→ Task details: Convert the lines in the rows below, from the line containing "[locate] concrete guideway" through the line containing "<point>1309,489</point>", into a numbered list, with both end lines included and any blank lines left out.

***** Material provided *****

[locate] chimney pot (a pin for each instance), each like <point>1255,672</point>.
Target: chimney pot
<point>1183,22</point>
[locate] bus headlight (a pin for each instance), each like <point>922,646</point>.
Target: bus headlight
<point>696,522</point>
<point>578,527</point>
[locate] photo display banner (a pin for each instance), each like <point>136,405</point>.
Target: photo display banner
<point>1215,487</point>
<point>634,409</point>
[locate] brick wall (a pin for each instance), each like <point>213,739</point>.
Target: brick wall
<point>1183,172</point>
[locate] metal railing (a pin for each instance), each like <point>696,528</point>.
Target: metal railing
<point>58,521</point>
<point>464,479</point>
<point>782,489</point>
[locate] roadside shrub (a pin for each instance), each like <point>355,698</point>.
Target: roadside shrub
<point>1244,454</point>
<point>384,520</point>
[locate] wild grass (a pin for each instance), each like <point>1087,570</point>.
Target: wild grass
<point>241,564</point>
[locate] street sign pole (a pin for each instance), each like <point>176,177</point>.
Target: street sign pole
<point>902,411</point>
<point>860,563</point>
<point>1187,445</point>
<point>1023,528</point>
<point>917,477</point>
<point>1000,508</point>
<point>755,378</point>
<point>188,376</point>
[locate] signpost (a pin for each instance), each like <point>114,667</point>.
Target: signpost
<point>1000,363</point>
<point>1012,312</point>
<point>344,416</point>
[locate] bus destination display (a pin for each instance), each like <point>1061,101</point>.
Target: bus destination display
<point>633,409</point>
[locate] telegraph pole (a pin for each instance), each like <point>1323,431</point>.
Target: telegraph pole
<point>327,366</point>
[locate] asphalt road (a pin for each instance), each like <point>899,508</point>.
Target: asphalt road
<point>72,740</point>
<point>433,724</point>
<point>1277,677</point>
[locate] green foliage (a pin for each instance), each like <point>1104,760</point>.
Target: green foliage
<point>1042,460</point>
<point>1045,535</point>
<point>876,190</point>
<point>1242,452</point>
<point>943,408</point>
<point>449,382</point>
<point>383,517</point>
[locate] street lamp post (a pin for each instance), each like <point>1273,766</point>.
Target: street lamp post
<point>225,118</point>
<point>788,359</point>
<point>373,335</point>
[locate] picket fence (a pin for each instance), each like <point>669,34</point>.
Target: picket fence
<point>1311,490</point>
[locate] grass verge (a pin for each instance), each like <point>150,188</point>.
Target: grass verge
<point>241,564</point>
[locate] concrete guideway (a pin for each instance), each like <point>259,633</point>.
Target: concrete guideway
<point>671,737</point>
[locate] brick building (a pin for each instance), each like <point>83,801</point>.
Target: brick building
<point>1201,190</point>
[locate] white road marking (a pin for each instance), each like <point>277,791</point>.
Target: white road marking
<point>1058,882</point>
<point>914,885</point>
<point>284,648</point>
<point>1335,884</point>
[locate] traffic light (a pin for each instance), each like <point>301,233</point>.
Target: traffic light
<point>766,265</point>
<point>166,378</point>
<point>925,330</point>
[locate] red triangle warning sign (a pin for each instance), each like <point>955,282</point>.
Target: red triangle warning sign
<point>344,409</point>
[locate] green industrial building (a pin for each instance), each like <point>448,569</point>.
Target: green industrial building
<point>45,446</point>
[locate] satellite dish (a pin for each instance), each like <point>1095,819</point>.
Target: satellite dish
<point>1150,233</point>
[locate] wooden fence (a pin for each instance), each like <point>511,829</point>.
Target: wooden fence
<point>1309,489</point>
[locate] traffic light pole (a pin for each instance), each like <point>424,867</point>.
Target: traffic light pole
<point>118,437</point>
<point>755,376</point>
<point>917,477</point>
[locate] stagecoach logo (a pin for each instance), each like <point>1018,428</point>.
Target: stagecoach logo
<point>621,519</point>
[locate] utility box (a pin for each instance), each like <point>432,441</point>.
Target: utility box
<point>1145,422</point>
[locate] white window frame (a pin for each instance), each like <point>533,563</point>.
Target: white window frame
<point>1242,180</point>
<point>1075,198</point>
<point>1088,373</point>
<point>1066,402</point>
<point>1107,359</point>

*****

→ Response for this exercise:
1. [locate] concrete guideway (a pin for each instance), each like <point>259,633</point>.
2. Target: concrete guideway
3. <point>671,737</point>
4. [locate] brick building (a pin for each instance), each like <point>83,801</point>.
5. Target: brick building
6. <point>1201,190</point>
7. [locate] white road marking (a pin for each instance), each like <point>277,791</point>.
8. Target: white road marking
9. <point>1058,882</point>
10. <point>914,885</point>
11. <point>284,648</point>
12. <point>1335,884</point>
13. [locate] traffic light (a pin for each instance), each like <point>301,233</point>.
14. Target: traffic light
15. <point>766,265</point>
16. <point>166,378</point>
17. <point>925,330</point>
18. [locate] red triangle warning sign (a pin for each instance), each like <point>955,282</point>.
19. Target: red triangle warning sign
20. <point>344,409</point>
21. [locate] green industrial building (a pin for each instance), each like <point>448,569</point>.
22. Target: green industrial building
23. <point>45,446</point>
24. [locate] satellite dish (a pin for each instance), each like <point>1095,819</point>.
25. Target: satellite dish
26. <point>1150,233</point>
27. [locate] wooden fence (a pin for each instance), each like <point>511,829</point>.
28. Target: wooden fence
29. <point>1309,489</point>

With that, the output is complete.